*** DOCUMENT SEGMENT ***

Look, Another AI Browser

Reaction to “AI Browsers”

  • Many see Atlas/Comet/Dia/etc. as “Chromium with AI on top” and find that underwhelming or pointless.
  • Negativity is driven by fatigue with LLMs being bolted onto everything and skepticism that this adds real user value.
  • Some argue the critique is lazy: a browser with persistent, local, personalized memory that follows all interactions could be fundamentally new, even if built on Chromium.
  • A minority is genuinely interested in a Chrome-like browser more tightly integrated with ChatGPT, since that already dominates their browser usage.

Privacy, Profiling, and Scraping Concerns

  • Strong worry that an AI browser tracks every word read and action taken, building deep behavioral profiles attractive to advertisers, data brokers, and governments.
  • Speculation that such browsers can circumvent AI-crawler blocks by piggybacking on user sessions, effectively turning users into residential proxies.
  • Reports that the browser reuses popular Chrome user agents and is hard to distinguish or block.
  • Fear that users’ connections could become exit nodes for large-scale scraping or bot traffic.

Chromium Monoculture and Browser Innovation

  • Repeated frustration that “new browsers” are just skins over Chromium; people feel the browser ecosystem is effectively down to Chromium/Blink and Gecko, plus WebKit on Apple devices.

*** AVAILABLE DATA ***

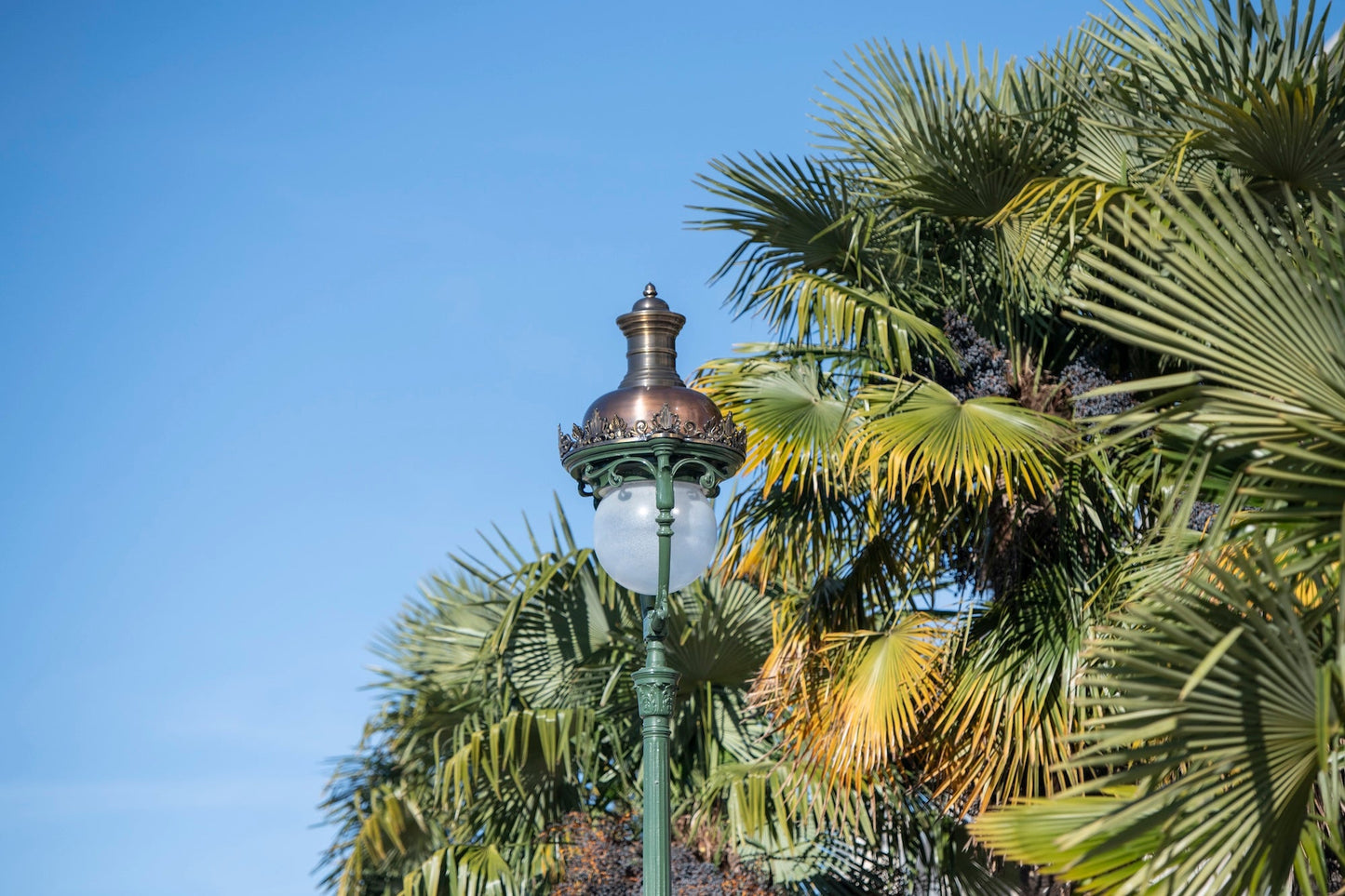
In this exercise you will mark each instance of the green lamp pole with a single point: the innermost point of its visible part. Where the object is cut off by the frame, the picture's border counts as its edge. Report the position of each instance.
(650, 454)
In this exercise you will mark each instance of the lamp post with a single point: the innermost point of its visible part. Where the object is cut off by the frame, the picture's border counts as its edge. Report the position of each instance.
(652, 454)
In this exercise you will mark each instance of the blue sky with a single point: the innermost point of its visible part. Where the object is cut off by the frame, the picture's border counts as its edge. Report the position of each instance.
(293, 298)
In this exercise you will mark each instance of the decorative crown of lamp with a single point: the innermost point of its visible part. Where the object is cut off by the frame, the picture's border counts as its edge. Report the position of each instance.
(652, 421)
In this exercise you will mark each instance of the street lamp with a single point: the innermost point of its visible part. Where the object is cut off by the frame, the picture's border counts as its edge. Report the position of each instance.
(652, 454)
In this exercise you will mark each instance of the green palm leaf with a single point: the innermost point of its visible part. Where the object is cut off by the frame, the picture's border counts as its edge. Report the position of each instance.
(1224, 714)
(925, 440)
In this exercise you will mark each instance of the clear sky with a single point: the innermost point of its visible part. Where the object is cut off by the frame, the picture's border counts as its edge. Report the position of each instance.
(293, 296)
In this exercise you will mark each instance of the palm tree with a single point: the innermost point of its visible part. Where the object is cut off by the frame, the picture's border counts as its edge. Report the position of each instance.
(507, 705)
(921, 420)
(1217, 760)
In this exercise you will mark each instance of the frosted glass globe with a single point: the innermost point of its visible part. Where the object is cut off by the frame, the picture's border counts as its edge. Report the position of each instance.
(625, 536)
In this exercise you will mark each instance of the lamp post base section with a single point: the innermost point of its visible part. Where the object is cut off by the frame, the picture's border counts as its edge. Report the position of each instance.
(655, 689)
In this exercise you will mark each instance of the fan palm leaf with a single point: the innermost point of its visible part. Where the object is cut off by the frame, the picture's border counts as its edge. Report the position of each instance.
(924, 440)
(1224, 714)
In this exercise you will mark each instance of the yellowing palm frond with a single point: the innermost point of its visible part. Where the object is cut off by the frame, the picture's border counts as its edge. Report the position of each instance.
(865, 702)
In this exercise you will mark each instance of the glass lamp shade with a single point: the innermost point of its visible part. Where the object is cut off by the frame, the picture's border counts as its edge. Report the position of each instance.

***

### ASSIGNED TASK A
Answer these questions about the AI browser discussion summary:
(i) Which browsers are listed as ones many see as "Chromium with AI on top"?
(ii) What kind of user agents does the browser reportedly reuse?
(iii) Which browser engines is the ecosystem said to be effectively down to?
### ASSIGNED TASK B
Write the next part of the AI browser discussion summary, picking up after its final bullet point.

### EXPECTED ANSWER A
(i) Atlas, Comet, and Dia.
(ii) Popular Chrome user agents.
(iii) Chromium/Blink and Gecko, plus WebKit on Apple devices.

### EXPECTED ANSWER B
  • Some defend this as sensible: rolling a rendering engine from scratch is massively complex and risky; Chromium is like “Linux for browsers.”
  • Others argue this cements Google’s control (Manifest V3, Web Environment Integrity) and that lipstick on Chromium doesn’t solve monopoly or enshittification problems.
  • Projects like Ladybird and Servo are cited as rare, truly new engines; they’re seen as more exciting than yet another Chromium variant.

What Users Actually Want from Browsers

  • Many say the killer feature is still robust ad-blocking (especially uBlock Origin); a browser without extensions is seen as unusable.
  • Desired directions for a genuinely new browser:
    • Performance and low resource use.
    • Simpler, text‑first web rendering; minimal JS by default.
    • Powerful customization, scripting, advanced bookmarking/history, snapshots, annotations, and automation (e.g., bulk saving, monitoring site changes).
    • Better interoperability and protocols (e.g., Gemini support), not proprietary platforms.

OpenAI’s Strategy, AGI, and Monetization

  • Some think the browser is a strategic “Trojan horse”: control the user interaction gateway to gain context, traffic, and ad/commerce data.
  • It’s seen as another channel to monetize free users (potentially via ads) and to gather “computer use trajectory data.”
  • Commenters question whether OpenAI behaves like a company that truly believes it’s near AGI; actions look more like standard platform and ad-business building.
  • Debate over OpenAI’s actual research contributions versus firms like Google; some argue genuine breakthroughs, others see mostly commercialization of existing ideas.

Broader Tech Cynicism

  • Many tie AI browsers into a pattern: once-promising tech platforms (search, social, retail, OSes) becoming ad-tech and “enshittified.”
  • There’s a sense that what used to take decades to turn extractive now happens almost immediately.
  • Some express nostalgia for a time when new tech didn’t immediately evoke worst‑case surveillance and rent‑seeking scenarios.